__Text segment__:
◆ ◆ ◆ ◆ ◆

This document describes how to implement a secrets management system that you can use to manage Kubernetes Secrets across your Anthos clusters, and it describes the controls that you use for this task.
The document is part of a series of security blueprints that provide prescriptive guidance for working with Anthos.
Working with applications usually requires you to manage secrets. A secret is an object that contains a small amount of sensitive data such as a password, a token, or a key.
When you work with Anthos clusters, you need to manage Kubernetes Secrets. In Anthos, Kubernetes Secrets are used for accessing the Kubernetes API. They're also used at the application layer—for example, to allow your services to communicate with a backend database.
To help prevent unauthorized access to your applications and to sensitive data, you can use a secrets management system. A secrets management system stores secrets for use by your applications, and it manages the permissions to access the secrets.
For managing secrets and keys, you need to consider the following:
- Whether you're managing a hybrid environment that runs clusters on some combination of Google Cloud, on-premises, and another cloud.
- Whether you're running Anthos only on Google Cloud.
- What your threat model is and what the encryption requirements are based on that threat model—for example, do you require two layers of encryption, like full-disk encryption and application-layer encryption?

◆ ◆ ◆ ◆ ◆

[Dataset entries]
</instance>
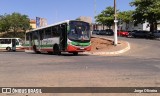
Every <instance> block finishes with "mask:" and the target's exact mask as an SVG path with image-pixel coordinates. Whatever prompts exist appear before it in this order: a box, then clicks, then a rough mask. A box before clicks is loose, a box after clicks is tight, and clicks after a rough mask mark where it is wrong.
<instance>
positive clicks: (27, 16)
mask: <svg viewBox="0 0 160 96" xmlns="http://www.w3.org/2000/svg"><path fill="white" fill-rule="evenodd" d="M10 20H11V29H12V30H13V32H18V31H21V30H23V31H26V30H27V29H29V28H30V23H29V18H28V16H27V15H21V14H20V13H12V14H11V15H10Z"/></svg>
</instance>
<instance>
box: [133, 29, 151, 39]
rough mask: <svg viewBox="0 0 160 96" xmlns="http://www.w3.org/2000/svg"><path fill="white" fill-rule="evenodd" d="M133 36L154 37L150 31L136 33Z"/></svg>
mask: <svg viewBox="0 0 160 96" xmlns="http://www.w3.org/2000/svg"><path fill="white" fill-rule="evenodd" d="M132 36H133V37H135V38H137V37H139V38H151V37H152V33H151V32H149V31H143V30H142V31H135V32H133V33H132Z"/></svg>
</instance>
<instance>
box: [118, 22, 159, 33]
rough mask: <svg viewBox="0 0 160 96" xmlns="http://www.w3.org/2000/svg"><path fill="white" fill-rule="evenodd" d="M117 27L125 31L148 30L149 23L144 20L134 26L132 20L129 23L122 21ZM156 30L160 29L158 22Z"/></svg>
mask: <svg viewBox="0 0 160 96" xmlns="http://www.w3.org/2000/svg"><path fill="white" fill-rule="evenodd" d="M118 29H119V30H127V31H133V30H145V31H150V24H149V23H148V22H145V23H143V24H138V25H137V26H135V25H134V22H130V23H129V24H126V23H123V24H122V25H119V26H118ZM157 30H160V23H158V25H157Z"/></svg>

◆ ◆ ◆ ◆ ◆

__Parts of the exercise__:
[1] Present the records from their first line through the line holding "positive clicks: (27, 16)", inclusive, as a Markdown table with the columns No. and Content, skipping blank lines. Leave out the pictures.
[2] Extend the text on managing Kubernetes Secrets across Anthos clusters past its final sentence.
The text and the records were taken from unrelated sources.

__Responses to the tasks__:
[1]
| No. | Content |
|---|---|
| 1 | </instance> |
| 2 | Every <instance> block finishes with "mask:" and the target's exact mask as an SVG path with image-pixel coordinates. Whatever prompts exist appear before it in this order: a box, then clicks, then a rough mask. A box before clicks is loose, a box after clicks is tight, and clicks after a rough mask mark where it is wrong. |
| 3 | <instance> |
| 4 | positive clicks: (27, 16) |

[2]
- How to rotate keys regularly to limit the impact of a key compromise.
- How to separate key management from secrets management and maintain a root of trust.
- How to audit key usage.
- What the implications are if your secrets management system or key management system is unavailable and whether you therefore need to implement a highly available secrets management system.
The GitHub repository that's associated with this blueprint contains a managing-secrets directory. The content of that directory provides instructions on how to configure a highly available HashiCorp Vault cluster on GKE as a secrets management system that you can use with your Anthos clusters.
Understanding the security controls you need
This section discusses the controls that you need in order to implement a secrets management system. The approach discussed in this document uses HashiCorp Vault for secrets management and Cloud Key Management Service (Cloud KMS) for key management. The approach accommodates the considerations listed in the previous section. This section also discusses the controls that you can use to manage service accounts by using the HashiCorp Google Cloud secrets engine. A secrets engine is a component that can store and read data, generate credentials, and encrypt data.
The following diagram illustrates how Vault and Cloud KMS interact to provide secrets management and key management.
The diagram shows how Cloud KMS and Vault work together to do the following:
- Act as the key management service provider to manage a key encryption key (KEK).
- Act as a secrets engine for keys and encryption.
- Act as a key management service provider to manage a KEK.
- Act as a secrets engine for service accounts management (Vault).
- Integrate secrets directly with HashiCorp Vault.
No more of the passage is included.